**VORGEGEBENER TEXT**
▼
Gerade für Industrieunternehmen, die ihrer B2B-Kundschaft sehr detaillierte Konfiguratoren anbieten müssen, reichen die begrenzten Möglichkeiten der Shopsysteme mitunter nicht aus. Selbst die Entwicklung eigener Module und Erweiterungen ist dann nicht immer ausreichend. Bei Nutzung eines Full-Service-Systemanbieters begeben Unternehmen sich in eine hohe Abhängigkeit von der Shop-Plattform. Gerade für KMUs kann das im Ernstfall zu einer echten Herausforderung werden.

Fazit: Vor allem spezialisierte Unternehmen profitieren von Individuallösungen

Es gibt sowohl für die Option, eine individuelle Shoplösung entwickeln zu lassen, als auch für die Nutzung von Standard-Shopsystemen gute Argumente. In der Praxis spielen vor allem die Größe des Unternehmens und die Frage, ob der Shop stark individualisierte Features benötigt, eine Rolle bei der Entscheidung. Denn die Mehrkosten, die mit der Entwicklung eines eigenen Shops einhergehen, sind nicht zu vernachlässigen. Für kleine und mittlere Unternehmen, Start-ups oder Soloselbstständige, die ihr Glück mit einem Onlineshop versuchen wollen, sind diese oft nicht zu rechtfertigen.

Unternehmen, die individuelle Features oder die Anbindung an exotische Warenwirtschaftslösungen benötigen, sollten daher im Vorfeld der Entscheidung zunächst ein minimales Featureset definieren, das sie für ihren Shop benötigen. Im Gespräch mit Inhouse-Developern oder einer externen Agentur gilt es danach zu prüfen, ob eine Standard-Shoplösung diesen Anforderungen gerecht werden kann. Ist das der Fall, lohnt es sich mit Blick auf die Kosten auf jeden Fall, eine Standardlösung in Betracht zu ziehen. Ob Spezial- und Branchenerfordernissen auch mit eigenentwickelten Plug-ins gerecht zu werden ist, muss dabei genau analysiert werden.
▲
**ROHE EINTRÄGE**
▼
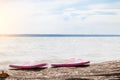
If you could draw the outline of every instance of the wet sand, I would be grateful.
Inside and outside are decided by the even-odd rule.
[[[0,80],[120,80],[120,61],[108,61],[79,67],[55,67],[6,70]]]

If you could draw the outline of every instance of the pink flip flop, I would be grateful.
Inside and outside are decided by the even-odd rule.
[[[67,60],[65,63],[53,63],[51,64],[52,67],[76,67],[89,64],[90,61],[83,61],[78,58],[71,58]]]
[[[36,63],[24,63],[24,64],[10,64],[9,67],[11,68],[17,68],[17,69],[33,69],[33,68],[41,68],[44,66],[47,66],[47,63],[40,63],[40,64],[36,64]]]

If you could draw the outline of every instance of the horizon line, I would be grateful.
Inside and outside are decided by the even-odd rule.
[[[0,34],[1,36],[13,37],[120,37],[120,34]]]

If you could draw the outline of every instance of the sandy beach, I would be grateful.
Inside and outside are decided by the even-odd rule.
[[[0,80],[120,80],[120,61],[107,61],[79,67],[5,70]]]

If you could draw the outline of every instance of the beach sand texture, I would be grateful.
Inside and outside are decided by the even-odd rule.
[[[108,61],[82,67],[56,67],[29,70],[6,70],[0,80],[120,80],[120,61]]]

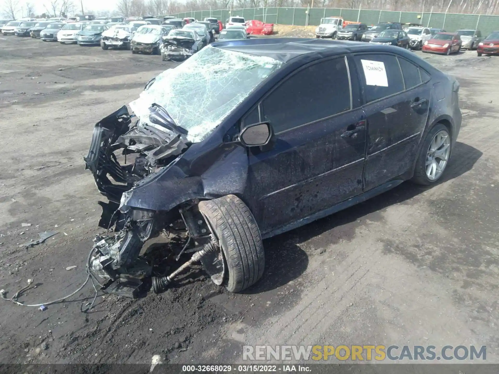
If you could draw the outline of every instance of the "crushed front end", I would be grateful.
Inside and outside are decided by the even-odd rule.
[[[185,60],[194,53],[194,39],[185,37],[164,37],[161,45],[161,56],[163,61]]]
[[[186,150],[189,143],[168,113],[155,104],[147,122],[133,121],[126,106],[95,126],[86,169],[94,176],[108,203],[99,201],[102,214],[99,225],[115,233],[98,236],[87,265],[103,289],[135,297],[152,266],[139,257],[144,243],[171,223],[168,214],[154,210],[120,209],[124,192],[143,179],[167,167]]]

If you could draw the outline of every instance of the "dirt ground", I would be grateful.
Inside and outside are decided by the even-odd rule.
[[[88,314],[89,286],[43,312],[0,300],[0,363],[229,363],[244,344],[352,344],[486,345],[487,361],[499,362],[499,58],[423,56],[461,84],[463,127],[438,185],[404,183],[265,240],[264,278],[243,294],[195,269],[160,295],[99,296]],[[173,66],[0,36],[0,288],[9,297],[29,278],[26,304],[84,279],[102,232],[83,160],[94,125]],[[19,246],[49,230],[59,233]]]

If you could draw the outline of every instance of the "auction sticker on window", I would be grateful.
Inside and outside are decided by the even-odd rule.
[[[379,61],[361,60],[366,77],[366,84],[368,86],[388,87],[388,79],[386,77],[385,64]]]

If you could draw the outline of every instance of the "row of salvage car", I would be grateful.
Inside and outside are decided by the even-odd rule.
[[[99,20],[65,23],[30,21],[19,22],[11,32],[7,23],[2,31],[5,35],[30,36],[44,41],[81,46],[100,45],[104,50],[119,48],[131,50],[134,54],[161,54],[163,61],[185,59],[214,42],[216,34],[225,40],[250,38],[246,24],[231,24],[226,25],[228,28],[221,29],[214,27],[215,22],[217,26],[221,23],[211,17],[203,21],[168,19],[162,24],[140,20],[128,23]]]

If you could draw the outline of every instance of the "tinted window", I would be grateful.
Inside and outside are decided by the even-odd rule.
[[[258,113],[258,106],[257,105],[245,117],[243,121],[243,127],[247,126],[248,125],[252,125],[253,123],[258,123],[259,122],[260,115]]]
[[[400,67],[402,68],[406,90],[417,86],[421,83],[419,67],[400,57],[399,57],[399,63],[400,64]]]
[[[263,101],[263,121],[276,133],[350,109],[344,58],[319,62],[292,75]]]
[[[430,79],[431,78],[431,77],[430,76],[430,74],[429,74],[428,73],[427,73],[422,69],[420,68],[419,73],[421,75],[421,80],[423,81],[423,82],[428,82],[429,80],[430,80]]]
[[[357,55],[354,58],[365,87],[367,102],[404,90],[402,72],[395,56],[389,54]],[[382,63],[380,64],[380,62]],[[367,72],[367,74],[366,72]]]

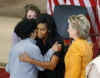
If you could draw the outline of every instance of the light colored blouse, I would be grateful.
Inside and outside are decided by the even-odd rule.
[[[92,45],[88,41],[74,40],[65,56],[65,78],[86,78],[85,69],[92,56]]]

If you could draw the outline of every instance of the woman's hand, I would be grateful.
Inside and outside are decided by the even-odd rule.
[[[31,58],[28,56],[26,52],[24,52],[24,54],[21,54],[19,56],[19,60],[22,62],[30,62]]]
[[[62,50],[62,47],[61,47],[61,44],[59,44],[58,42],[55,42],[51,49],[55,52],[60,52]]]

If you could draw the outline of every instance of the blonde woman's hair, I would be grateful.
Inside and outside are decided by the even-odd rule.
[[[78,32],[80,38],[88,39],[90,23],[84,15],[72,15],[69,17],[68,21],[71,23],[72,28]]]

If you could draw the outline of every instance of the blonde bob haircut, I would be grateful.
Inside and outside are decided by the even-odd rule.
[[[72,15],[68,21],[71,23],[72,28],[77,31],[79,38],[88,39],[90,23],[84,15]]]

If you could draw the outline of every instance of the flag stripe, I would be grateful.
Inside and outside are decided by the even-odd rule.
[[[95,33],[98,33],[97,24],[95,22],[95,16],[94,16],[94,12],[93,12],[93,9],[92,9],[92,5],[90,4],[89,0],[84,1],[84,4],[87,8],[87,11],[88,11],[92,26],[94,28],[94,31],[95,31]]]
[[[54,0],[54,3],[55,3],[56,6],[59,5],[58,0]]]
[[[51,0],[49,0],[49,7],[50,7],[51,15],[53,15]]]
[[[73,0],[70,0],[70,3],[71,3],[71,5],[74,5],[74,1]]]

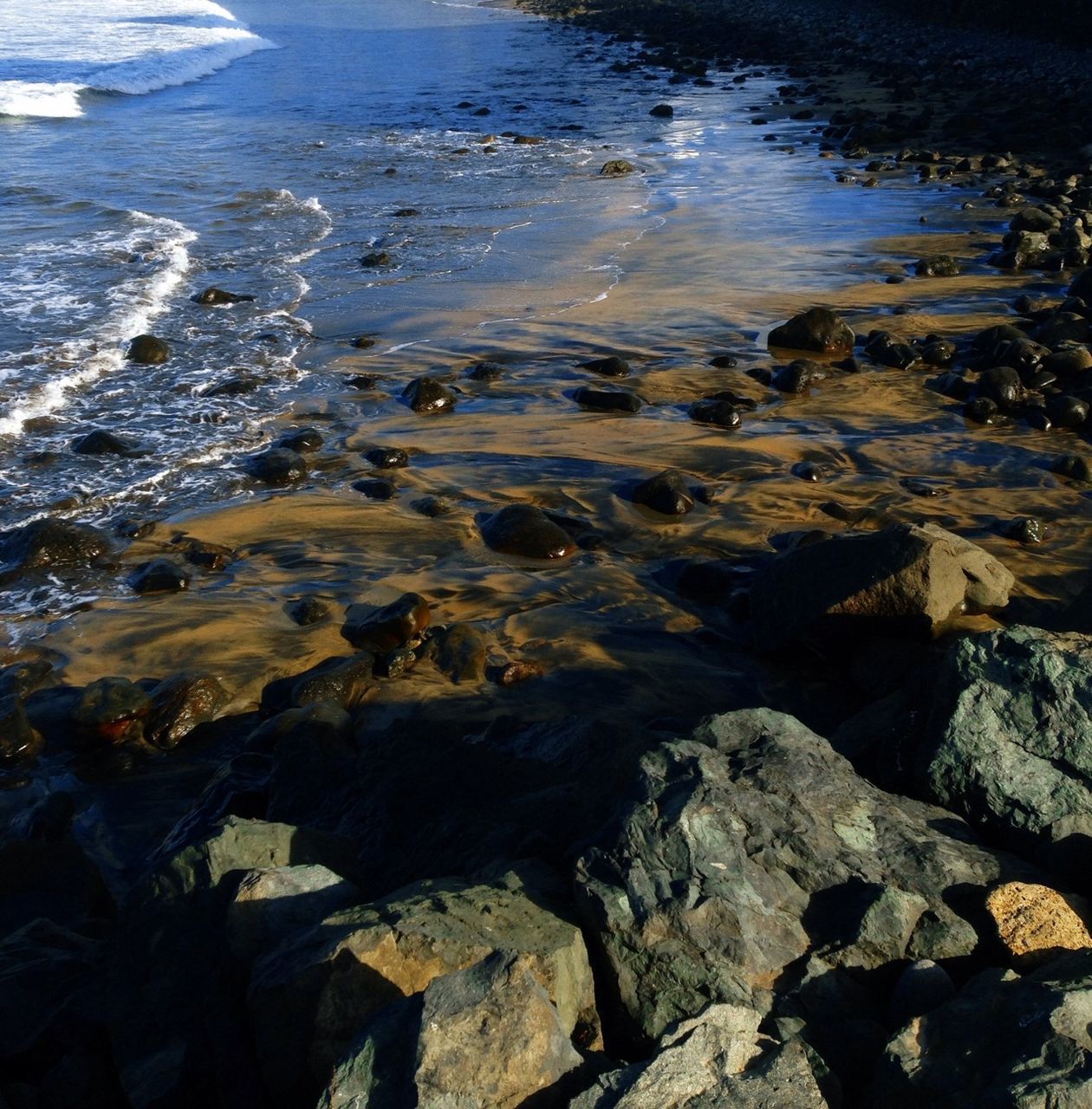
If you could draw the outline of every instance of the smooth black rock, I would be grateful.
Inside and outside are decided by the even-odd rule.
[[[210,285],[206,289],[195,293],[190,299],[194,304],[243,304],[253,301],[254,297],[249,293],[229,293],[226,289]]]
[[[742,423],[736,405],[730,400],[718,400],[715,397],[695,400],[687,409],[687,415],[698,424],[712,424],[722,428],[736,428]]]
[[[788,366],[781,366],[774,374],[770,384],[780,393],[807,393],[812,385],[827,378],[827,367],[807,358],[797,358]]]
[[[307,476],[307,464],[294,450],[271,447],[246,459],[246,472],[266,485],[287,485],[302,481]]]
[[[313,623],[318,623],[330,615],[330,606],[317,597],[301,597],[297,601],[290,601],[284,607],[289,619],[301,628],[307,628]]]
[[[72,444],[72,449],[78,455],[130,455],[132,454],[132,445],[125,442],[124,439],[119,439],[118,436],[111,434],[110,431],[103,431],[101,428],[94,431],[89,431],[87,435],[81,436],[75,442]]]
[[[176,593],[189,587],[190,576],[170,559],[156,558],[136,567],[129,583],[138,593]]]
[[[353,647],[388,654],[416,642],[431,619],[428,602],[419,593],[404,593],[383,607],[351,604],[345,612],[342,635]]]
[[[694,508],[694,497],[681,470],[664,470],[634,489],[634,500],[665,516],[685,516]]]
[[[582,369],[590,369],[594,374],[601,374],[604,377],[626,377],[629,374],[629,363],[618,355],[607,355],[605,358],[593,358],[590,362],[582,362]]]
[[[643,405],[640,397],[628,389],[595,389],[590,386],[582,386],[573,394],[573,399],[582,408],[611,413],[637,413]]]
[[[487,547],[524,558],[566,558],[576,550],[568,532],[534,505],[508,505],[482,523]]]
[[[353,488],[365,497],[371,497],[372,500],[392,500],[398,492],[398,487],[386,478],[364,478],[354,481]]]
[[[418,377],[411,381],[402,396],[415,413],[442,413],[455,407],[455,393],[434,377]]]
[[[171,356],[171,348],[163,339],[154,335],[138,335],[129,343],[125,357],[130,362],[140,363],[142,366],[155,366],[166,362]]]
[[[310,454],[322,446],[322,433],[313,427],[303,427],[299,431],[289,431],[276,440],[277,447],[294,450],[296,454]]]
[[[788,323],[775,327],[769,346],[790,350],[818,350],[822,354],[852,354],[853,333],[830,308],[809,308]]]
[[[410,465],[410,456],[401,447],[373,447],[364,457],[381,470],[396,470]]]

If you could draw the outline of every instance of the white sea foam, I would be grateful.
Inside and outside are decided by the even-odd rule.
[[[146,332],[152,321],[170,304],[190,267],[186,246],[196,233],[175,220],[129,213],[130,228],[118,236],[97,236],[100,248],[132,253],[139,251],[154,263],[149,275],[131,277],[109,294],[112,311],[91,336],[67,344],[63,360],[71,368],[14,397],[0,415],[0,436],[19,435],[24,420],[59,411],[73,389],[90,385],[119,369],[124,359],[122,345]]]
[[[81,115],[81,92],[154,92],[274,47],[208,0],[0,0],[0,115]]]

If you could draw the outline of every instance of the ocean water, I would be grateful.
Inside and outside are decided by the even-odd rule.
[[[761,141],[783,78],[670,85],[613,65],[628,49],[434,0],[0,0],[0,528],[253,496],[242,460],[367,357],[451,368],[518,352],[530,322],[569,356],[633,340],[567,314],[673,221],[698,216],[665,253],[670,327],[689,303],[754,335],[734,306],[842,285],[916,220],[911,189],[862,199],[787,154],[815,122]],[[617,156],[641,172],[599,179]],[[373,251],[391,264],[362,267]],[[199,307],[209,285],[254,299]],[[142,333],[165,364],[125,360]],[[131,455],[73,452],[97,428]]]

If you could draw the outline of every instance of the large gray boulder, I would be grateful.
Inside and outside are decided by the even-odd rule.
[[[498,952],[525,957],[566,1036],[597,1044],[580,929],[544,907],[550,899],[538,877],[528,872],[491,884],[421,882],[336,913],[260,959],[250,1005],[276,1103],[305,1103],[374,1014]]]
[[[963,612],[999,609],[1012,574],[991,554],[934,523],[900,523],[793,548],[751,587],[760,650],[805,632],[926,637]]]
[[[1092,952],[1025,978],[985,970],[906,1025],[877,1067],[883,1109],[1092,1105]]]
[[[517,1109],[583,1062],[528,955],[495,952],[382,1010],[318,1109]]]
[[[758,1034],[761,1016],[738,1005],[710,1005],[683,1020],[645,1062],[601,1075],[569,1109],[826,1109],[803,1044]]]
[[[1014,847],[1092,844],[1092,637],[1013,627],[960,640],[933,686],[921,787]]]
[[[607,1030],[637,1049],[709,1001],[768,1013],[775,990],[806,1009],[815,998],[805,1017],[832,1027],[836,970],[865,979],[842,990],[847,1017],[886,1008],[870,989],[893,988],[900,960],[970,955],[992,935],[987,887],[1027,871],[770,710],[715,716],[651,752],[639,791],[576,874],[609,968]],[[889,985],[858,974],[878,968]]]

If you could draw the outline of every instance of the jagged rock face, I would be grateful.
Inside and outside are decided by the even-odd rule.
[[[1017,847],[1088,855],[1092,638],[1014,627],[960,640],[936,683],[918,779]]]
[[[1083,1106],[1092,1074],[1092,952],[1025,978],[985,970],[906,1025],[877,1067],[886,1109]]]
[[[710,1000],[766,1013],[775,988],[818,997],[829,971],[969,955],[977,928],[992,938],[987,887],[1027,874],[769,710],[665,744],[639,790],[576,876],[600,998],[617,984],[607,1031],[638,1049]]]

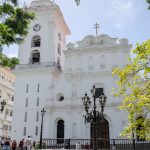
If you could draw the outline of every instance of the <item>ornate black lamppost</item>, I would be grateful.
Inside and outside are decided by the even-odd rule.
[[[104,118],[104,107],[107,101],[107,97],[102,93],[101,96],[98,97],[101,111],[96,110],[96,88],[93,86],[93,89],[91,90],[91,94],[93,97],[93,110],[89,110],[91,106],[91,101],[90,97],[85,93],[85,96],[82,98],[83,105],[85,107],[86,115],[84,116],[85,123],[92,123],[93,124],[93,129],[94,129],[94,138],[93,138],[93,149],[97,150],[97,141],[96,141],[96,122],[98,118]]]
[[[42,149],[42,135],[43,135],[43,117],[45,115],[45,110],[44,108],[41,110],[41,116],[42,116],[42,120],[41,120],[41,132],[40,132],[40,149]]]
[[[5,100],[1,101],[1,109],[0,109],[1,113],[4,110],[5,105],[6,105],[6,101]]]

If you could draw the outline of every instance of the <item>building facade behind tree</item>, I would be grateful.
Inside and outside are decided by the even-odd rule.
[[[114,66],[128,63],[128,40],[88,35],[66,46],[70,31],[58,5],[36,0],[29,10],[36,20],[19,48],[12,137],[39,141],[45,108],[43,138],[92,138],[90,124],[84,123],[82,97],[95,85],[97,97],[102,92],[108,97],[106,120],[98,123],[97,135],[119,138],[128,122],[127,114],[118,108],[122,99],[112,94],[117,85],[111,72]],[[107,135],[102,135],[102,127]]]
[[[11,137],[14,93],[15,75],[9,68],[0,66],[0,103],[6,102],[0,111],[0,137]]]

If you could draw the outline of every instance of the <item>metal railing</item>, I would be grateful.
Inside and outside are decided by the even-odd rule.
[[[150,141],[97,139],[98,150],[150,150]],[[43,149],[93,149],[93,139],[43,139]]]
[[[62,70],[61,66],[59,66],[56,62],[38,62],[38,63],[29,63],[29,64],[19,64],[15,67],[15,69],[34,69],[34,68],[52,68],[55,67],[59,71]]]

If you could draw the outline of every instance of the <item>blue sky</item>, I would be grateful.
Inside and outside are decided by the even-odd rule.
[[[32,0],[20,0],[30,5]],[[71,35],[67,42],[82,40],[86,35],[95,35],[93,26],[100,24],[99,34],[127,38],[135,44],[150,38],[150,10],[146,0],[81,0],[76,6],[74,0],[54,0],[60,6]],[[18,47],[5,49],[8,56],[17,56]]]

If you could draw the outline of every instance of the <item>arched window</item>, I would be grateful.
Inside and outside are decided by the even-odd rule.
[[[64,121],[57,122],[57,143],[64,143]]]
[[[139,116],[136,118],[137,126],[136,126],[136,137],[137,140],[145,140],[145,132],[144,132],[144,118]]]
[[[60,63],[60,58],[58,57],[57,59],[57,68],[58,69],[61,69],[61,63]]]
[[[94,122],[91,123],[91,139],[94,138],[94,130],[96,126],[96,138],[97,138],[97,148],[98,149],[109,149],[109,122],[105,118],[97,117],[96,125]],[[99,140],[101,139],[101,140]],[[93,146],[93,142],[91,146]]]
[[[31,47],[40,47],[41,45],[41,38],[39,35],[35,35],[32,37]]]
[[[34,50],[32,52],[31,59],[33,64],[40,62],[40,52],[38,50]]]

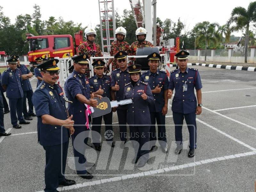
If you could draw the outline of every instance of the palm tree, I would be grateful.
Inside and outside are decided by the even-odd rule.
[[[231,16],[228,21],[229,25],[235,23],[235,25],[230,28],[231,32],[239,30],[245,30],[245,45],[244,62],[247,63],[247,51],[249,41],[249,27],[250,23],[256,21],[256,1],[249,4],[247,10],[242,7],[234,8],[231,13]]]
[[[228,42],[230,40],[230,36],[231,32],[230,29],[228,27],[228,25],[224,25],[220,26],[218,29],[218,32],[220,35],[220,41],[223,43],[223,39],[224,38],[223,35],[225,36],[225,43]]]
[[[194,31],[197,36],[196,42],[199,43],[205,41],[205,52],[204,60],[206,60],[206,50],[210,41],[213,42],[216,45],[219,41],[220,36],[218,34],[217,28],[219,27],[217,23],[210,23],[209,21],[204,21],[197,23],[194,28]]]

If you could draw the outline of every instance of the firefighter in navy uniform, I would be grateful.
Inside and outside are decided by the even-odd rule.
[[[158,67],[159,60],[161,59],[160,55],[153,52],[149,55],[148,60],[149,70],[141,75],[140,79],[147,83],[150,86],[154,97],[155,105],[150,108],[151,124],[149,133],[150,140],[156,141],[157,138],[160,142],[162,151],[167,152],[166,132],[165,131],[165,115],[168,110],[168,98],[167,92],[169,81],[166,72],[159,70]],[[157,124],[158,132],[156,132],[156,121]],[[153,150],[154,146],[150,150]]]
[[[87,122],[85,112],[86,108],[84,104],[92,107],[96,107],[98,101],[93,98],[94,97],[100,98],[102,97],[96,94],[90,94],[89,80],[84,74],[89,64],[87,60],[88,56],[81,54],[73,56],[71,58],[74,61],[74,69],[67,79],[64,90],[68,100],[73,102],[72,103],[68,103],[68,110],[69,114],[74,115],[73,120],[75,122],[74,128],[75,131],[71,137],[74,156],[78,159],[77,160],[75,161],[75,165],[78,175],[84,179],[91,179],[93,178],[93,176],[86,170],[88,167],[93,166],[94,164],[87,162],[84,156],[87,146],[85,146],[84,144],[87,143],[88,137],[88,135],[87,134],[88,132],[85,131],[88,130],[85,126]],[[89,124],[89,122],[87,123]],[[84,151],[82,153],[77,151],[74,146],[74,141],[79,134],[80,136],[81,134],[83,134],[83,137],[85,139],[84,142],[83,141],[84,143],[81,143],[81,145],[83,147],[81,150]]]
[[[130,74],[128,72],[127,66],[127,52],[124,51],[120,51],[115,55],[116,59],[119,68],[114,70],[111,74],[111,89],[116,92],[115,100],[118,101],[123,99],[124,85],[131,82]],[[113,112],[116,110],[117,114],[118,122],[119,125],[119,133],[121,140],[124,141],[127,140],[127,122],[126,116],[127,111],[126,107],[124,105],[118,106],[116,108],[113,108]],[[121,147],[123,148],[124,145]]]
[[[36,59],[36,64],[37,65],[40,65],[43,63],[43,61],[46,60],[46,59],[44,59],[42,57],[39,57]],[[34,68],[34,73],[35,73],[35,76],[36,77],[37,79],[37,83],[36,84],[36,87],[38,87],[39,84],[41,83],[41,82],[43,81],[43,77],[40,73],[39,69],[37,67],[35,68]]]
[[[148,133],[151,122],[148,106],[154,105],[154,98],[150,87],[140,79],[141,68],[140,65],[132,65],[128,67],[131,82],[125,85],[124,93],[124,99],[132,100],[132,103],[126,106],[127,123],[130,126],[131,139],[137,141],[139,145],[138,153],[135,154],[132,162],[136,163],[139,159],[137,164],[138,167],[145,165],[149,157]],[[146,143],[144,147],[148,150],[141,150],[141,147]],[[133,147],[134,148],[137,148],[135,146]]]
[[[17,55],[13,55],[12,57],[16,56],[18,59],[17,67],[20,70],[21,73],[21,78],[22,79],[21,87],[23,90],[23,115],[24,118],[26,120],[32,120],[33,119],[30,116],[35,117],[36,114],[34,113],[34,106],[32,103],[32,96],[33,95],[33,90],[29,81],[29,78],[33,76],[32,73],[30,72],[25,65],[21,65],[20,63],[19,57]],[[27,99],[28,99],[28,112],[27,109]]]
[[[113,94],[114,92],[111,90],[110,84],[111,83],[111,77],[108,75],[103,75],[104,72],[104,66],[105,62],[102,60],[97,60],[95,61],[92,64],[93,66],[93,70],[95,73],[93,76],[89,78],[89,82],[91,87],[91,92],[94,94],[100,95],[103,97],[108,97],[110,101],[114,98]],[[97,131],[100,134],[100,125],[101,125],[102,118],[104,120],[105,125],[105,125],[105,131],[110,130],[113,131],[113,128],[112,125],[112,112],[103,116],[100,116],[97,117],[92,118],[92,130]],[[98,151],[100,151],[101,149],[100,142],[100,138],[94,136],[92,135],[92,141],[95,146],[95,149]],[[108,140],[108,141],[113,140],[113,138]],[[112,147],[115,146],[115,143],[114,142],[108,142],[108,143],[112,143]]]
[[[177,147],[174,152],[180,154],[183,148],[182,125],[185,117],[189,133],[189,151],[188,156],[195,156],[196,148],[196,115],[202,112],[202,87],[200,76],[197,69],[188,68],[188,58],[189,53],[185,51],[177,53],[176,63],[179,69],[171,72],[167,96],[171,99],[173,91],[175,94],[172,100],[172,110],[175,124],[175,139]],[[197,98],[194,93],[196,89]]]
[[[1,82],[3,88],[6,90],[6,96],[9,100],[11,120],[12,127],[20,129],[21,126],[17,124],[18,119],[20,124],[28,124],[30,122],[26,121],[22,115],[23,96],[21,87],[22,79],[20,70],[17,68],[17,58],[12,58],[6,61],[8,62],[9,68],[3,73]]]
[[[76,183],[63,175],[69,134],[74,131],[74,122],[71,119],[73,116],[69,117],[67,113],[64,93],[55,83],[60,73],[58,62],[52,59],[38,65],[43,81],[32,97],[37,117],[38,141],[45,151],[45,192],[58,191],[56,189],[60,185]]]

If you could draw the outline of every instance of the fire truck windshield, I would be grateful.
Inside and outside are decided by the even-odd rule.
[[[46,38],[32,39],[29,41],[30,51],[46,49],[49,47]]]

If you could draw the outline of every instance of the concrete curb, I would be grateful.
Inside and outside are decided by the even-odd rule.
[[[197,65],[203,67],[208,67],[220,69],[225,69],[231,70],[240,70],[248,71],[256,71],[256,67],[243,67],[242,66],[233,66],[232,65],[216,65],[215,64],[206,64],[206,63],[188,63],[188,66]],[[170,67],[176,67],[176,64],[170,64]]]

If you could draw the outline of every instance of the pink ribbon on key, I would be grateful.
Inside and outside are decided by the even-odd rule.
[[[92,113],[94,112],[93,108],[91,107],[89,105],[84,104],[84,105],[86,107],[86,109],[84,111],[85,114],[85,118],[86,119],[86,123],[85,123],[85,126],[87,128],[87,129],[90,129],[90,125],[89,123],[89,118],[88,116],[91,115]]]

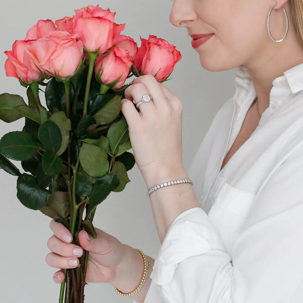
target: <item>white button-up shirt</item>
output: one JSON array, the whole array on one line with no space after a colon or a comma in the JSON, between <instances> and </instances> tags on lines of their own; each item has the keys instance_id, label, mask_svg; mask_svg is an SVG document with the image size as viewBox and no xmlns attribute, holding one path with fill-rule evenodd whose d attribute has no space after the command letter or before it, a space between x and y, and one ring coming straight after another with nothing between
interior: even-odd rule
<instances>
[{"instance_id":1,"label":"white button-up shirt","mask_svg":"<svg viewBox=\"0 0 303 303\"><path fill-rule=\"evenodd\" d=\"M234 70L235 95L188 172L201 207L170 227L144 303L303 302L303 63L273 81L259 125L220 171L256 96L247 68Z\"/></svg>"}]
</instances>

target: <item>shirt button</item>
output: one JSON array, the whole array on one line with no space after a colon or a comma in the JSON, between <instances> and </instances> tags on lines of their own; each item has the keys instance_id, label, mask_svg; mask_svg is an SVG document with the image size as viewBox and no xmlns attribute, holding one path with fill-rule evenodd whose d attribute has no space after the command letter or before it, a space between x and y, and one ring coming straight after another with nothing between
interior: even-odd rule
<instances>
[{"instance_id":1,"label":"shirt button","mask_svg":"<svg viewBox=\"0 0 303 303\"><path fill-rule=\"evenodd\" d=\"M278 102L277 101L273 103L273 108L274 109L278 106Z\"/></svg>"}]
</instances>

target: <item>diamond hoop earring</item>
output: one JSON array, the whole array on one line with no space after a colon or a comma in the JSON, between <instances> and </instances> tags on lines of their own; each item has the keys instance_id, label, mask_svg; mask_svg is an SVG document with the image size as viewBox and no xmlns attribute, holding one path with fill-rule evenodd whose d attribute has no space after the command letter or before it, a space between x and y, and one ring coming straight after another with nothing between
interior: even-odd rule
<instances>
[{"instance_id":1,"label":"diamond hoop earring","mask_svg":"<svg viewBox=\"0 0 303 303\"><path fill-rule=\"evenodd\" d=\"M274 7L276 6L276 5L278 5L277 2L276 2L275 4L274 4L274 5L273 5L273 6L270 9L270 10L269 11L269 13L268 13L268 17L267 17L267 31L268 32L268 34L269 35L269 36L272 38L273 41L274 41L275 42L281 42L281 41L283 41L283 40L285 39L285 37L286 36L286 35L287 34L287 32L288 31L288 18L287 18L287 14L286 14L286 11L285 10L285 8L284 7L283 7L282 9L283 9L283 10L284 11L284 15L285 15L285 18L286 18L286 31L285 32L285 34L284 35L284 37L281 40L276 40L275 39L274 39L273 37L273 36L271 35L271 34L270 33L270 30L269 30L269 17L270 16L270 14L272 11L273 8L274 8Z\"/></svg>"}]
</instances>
▲
**DEINE AUFGABEN**
**a.** Fasse bitte den Absatz aus dem Text über Shoplösungen, der mit „Es gibt sowohl für die Option“ beginnt, kürzer zusammen und behalte dabei seine wesentlichen Aussagen bei.
**b.** Gib aus dem Text über Shoplösungen alles von „Unternehmen, die individuelle“ bis hinunter zu „genau analysiert werden.“ wortgetreu wieder.

**BEARBEITETE ÜBUNG**
**a.** Für eigens entwickelte Shops wie für Standard-Shopsysteme gibt es gute Argumente. Den Ausschlag geben meist die Unternehmensgröße und der Bedarf an stark individualisierten Features. Die erheblichen Mehrkosten eines eigenen Shops sind für kleine und mittlere Unternehmen, Start-ups oder Soloselbstständige oft nicht zu rechtfertigen.

**b.**
Unternehmen, die individuelle Features oder die Anbindung an exotische Warenwirtschaftslösungen benötigen, sollten daher im Vorfeld der Entscheidung zunächst ein minimales Featureset definieren, das sie für ihren Shop benötigen. Im Gespräch mit Inhouse-Developern oder einer externen Agentur gilt es danach zu prüfen, ob eine Standard-Shoplösung diesen Anforderungen gerecht werden kann. Ist das der Fall, lohnt es sich mit Blick auf die Kosten auf jeden Fall, eine Standardlösung in Betracht zu ziehen. Ob Spezial- und Branchenerfordernissen auch mit eigenentwickelten Plug-ins gerecht zu werden ist, muss dabei genau analysiert werden.